What is being asked: Output the entries verbatim, including every line.

★ ★ ★ ★ ★

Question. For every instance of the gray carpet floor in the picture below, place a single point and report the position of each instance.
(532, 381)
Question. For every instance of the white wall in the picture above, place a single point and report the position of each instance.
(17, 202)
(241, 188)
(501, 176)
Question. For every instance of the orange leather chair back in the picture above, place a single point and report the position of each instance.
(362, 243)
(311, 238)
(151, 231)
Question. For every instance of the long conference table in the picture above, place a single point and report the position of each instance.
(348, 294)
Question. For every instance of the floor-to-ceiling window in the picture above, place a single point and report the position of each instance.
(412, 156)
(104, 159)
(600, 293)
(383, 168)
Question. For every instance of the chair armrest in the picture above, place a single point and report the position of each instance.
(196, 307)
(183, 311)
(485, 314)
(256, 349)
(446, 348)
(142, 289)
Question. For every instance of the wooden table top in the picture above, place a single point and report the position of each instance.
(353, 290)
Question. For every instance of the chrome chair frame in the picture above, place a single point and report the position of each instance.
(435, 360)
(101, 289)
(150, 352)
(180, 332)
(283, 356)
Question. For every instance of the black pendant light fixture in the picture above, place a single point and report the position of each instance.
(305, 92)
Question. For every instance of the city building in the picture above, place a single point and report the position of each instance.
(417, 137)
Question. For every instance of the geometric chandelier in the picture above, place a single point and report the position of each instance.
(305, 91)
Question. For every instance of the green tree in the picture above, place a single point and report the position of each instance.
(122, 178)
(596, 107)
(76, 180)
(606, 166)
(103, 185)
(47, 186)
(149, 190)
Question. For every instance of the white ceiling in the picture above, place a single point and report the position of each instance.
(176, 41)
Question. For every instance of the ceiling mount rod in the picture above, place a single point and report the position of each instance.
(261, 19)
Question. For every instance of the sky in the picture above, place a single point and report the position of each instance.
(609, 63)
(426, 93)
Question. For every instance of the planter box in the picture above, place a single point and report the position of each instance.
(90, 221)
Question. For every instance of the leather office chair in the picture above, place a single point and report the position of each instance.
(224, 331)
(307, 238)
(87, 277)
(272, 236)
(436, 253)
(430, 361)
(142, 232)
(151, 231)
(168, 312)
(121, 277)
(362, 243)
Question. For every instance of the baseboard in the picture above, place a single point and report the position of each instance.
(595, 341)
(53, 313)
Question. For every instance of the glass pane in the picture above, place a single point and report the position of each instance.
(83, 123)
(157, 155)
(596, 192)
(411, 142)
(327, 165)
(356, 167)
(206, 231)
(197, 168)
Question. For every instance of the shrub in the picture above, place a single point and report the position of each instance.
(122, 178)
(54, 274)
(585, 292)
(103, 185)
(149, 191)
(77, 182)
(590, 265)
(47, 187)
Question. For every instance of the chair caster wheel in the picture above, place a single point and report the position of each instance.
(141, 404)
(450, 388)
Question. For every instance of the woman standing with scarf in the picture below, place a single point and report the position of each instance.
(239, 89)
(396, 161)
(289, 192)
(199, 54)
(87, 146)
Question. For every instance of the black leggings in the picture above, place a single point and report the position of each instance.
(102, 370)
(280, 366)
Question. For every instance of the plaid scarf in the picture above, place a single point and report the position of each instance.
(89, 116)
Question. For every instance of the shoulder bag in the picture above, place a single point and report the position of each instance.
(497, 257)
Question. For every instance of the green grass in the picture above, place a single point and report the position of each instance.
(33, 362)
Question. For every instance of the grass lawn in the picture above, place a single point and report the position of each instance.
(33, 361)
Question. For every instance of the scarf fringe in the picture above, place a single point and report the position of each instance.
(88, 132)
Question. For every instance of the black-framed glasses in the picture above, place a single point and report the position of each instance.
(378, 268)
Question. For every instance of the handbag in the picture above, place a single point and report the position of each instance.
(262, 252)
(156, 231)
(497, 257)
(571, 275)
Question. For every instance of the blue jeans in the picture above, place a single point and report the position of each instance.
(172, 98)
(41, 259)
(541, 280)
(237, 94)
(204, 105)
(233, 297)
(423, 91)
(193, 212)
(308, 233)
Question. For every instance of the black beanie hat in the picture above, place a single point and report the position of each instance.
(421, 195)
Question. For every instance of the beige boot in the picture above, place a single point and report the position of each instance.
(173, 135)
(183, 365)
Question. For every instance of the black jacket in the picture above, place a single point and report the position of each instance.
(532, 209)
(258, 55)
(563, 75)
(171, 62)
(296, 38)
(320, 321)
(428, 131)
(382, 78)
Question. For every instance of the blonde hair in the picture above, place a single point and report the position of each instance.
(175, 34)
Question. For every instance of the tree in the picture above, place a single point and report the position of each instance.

★ ★ ★ ★ ★

Completed task:
Question. For every instance of the gray carpet floor in the picture below, place a single point and report the position of each instance.
(532, 381)
Question. For every instance of the white wall in the picture above, place a single point and report the position of each instance.
(17, 202)
(241, 188)
(501, 176)
Question. For every instance of the orange leather chair back in the picture above, place a single point and report the position of each instance.
(362, 243)
(311, 238)
(151, 231)
Question. For every instance of the long conference table in the picture above, place a single point and report the position of each instance.
(348, 294)
Question. For every instance of the floor-to-ceiling window in the picture above, place a single point and report the position of each instance.
(412, 156)
(104, 159)
(600, 293)
(383, 168)
Question. For every instance of the chair armrest in the picture above, place a single point and report the position of each instance.
(196, 307)
(183, 311)
(485, 314)
(256, 349)
(446, 348)
(142, 289)
Question. For every instance of the wooden table top in the picture above, place a single point and report the position of each instance.
(353, 290)
Question. For every instance of the chrome chair frame in the picture above, place a single point and report the position of each instance.
(435, 360)
(101, 289)
(150, 352)
(180, 332)
(283, 356)
Question. For every instance of the black pendant light fixture in the picture above, place a single point and report the position of each instance.
(305, 92)
Question. For every instance of the city building in the picture above, place a single point and report the position of each instance.
(417, 137)
Question. For every instance of the geometric chandelier in the picture above, place a single point and report the position of each instance.
(305, 91)
Question. For every instance of the green tree in the picture above, place a single point and report the position of each instance.
(122, 178)
(596, 107)
(76, 180)
(606, 166)
(103, 185)
(47, 186)
(149, 190)
Question. For every instance of the white ceiling in the picture above, place a single point and report the position of each instance.
(176, 41)
Question. For every instance of the ceiling mount rod in the picture above, place a single point and report the position of each instance.
(261, 19)
Question. For every instance of the sky in the picture above, place a single point and report the position of each instance.
(609, 63)
(426, 93)
Question. For every instance of the planter box in the picture above, place a single point and report the position of each instance.
(90, 221)
Question. For every instance of the leather office chair in the picture above, place a single point and report the position of each instance.
(224, 331)
(307, 238)
(87, 277)
(272, 236)
(436, 253)
(430, 361)
(142, 232)
(151, 231)
(168, 312)
(121, 277)
(362, 243)
Question. For every instance of the baseboard in the picture above, place a single point and report the position of each instance.
(595, 341)
(53, 313)
Question. For every instance of the glass pane in the picture above, place a single point and report the position of each instance.
(83, 123)
(157, 155)
(596, 192)
(411, 142)
(327, 165)
(356, 167)
(206, 231)
(197, 168)
Question. For every instance of the shrub in the picture above, place a single point and report the position of each instance.
(122, 178)
(54, 274)
(585, 292)
(103, 185)
(149, 191)
(77, 182)
(590, 265)
(47, 187)
Question. For every instance of the chair caster wheel in the picture above, place a single point and report the position of each instance.
(141, 404)
(450, 388)
Question. For every instance of the woman standing with scarf in the picture below, place a single point and report the position of each instance.
(239, 89)
(396, 161)
(289, 192)
(199, 54)
(87, 146)
Question. For every instance of the black leggings in the picture above, place a single point and report the position of each instance.
(102, 370)
(280, 366)
Question. For every instance of the plaid scarf in the picture above, place a single point and report the position of each instance.
(89, 116)
Question. For every instance of the shoulder bag in the picture above, place a single point and report the position of each instance.
(497, 257)
Question. For every instance of the green grass in the picture above, place a single point and report the position of each instance.
(33, 362)
Question. For every instance of the grass lawn in the picture above, place a single point and report the position of each instance.
(33, 361)
Question. For every instance of the scarf fringe in the picture above, place a single point and report the position of each instance.
(88, 132)
Question. For every instance of the black-framed glasses in the picture above, place a single point and report the position of each instance.
(378, 268)
Question. For every instance of the handbag in the picture above, place a single point and report the position of each instance.
(262, 252)
(156, 231)
(497, 257)
(571, 275)
Question. For every instance of the blue jeans in the picture above, place a single point and report the position of each instance.
(172, 98)
(41, 259)
(541, 280)
(237, 94)
(204, 105)
(233, 297)
(423, 91)
(193, 212)
(308, 233)
Question. For every instance of the black beanie hat in the picture above, place a single point and report the position of each instance.
(421, 195)
Question. For every instance of the beige boot in the picture above, place a single point and report the position of each instance.
(173, 135)
(183, 365)
Question. For every instance of the black jacket in the picture above, place a single point and report the position of each instance.
(532, 209)
(258, 55)
(563, 75)
(171, 62)
(296, 38)
(320, 321)
(428, 131)
(382, 78)
Question. For every instance of the blonde hair in the picture above, place a single point and report the position of each instance.
(175, 34)
Question. For every instance of the tree in the picture above, place a single point and report the position of each instance.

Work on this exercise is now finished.